BEGIN Provided records

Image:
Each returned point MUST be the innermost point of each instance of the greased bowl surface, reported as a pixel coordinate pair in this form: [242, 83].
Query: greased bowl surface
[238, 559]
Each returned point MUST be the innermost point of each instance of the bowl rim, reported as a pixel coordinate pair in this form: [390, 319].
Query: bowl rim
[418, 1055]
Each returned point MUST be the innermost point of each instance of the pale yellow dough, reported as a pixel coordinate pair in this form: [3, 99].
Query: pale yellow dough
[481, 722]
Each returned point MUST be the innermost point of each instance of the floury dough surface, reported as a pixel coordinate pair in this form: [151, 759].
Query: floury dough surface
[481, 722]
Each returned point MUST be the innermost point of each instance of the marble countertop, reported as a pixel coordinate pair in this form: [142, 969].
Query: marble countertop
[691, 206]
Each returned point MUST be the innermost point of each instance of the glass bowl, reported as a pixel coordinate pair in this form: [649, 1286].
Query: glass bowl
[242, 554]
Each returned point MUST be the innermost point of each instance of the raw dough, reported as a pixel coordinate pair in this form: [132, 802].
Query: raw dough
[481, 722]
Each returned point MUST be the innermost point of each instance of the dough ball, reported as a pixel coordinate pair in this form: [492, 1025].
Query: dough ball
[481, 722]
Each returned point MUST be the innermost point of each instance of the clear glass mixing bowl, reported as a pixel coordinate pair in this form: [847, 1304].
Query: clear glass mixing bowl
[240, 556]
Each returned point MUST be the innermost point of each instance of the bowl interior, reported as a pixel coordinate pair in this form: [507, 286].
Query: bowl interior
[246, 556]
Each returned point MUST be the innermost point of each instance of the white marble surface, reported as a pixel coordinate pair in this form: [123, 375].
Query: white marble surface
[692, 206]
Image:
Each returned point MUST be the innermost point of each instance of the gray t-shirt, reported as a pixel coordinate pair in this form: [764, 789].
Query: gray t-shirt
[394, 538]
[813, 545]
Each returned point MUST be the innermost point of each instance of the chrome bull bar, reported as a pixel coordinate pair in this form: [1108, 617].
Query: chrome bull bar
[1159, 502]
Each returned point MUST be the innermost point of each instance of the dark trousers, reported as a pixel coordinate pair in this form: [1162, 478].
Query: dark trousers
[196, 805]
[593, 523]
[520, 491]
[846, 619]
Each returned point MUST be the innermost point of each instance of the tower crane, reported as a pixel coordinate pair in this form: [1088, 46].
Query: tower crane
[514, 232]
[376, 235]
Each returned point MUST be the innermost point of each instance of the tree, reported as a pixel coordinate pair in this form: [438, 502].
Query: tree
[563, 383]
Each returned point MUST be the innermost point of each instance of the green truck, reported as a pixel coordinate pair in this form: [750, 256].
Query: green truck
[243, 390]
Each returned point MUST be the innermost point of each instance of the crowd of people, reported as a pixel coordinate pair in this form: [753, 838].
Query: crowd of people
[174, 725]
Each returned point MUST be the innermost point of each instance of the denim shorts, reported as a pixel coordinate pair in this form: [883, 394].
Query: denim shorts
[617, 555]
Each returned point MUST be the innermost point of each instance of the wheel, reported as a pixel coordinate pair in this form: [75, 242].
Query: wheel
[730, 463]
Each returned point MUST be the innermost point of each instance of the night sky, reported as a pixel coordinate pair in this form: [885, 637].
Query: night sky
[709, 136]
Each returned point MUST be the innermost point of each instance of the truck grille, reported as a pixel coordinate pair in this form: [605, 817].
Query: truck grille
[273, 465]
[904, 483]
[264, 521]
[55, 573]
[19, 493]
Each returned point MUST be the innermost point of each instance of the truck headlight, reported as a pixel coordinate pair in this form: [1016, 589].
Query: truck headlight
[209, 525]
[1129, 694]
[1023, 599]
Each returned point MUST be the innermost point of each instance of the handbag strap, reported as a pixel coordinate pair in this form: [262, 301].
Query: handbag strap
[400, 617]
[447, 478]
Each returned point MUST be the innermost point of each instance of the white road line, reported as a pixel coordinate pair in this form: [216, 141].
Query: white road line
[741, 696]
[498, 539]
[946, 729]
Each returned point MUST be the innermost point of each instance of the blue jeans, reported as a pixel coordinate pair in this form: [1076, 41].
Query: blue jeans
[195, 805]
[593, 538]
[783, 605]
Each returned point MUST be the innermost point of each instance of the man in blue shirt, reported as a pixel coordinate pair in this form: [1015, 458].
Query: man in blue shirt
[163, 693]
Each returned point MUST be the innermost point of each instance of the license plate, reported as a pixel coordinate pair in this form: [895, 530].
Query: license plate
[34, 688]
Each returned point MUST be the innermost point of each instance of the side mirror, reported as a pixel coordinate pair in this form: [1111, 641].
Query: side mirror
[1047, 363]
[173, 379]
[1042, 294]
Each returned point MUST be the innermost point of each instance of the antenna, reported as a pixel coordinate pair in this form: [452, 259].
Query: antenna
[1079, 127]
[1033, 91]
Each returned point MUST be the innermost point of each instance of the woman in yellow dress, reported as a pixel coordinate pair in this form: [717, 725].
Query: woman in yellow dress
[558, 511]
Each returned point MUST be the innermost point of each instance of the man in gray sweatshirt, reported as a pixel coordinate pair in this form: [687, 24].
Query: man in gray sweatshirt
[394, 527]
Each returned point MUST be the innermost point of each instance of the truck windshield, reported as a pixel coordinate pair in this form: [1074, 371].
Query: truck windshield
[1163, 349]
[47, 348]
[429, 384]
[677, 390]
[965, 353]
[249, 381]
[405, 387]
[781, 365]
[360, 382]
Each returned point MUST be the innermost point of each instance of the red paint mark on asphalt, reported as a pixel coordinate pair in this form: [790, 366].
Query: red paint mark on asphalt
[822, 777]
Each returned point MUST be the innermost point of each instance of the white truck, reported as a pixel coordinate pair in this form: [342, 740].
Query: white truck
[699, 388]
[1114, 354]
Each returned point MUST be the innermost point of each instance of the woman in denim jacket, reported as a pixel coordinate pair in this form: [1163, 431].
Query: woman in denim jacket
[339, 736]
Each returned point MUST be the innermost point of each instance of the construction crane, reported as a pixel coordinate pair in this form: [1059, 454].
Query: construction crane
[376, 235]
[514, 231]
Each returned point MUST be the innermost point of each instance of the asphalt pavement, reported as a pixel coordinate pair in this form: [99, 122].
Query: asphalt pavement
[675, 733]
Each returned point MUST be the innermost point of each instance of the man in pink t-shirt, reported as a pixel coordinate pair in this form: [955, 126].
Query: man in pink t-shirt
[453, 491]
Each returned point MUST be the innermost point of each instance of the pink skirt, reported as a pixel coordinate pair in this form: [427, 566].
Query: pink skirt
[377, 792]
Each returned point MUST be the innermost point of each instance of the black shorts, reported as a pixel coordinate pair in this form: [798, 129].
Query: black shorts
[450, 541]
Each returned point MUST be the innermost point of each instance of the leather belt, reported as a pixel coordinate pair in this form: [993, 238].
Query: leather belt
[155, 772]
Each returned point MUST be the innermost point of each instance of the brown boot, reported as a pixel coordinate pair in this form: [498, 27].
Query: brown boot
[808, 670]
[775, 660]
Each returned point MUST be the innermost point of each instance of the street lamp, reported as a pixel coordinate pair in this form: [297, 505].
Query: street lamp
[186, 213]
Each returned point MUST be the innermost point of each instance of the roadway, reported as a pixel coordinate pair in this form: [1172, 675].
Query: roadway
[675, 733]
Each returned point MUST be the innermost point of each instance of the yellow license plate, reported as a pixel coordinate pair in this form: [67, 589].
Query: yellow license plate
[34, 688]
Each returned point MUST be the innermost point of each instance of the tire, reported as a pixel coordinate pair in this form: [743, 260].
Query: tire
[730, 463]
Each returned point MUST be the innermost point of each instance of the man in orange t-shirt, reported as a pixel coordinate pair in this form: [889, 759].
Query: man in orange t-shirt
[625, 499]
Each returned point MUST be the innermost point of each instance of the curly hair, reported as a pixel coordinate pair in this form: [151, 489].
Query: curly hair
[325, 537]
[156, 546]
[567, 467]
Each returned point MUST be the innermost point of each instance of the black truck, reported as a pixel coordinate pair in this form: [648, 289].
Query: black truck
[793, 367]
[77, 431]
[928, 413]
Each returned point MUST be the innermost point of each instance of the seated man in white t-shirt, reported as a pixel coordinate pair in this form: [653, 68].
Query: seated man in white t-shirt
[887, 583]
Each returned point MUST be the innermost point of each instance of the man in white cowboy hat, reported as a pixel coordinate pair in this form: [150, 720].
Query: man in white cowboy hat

END Provided records

▶ **Task goal**
Copy the rows above without any change, starting with the line that contains "form: [123, 375]." and ending with the line that contains "[1159, 502]", both included.

▶ **Expected output**
Each returned point MUST be the innermost point of each instance of the white marble surface, reported as a pixel coordinate pair in this form: [123, 375].
Query: white marble surface
[692, 206]
Image:
Each returned point MUST be the innermost point of each instance of the gray t-shirt, reported as a pixel coordinate pair in this form: [764, 789].
Query: gray t-shirt
[394, 538]
[813, 545]
Each returned point MUST be the innermost point of each instance of the chrome bull bar, reported as a pixel coordinate pair in this form: [1108, 617].
Query: chrome bull bar
[1159, 502]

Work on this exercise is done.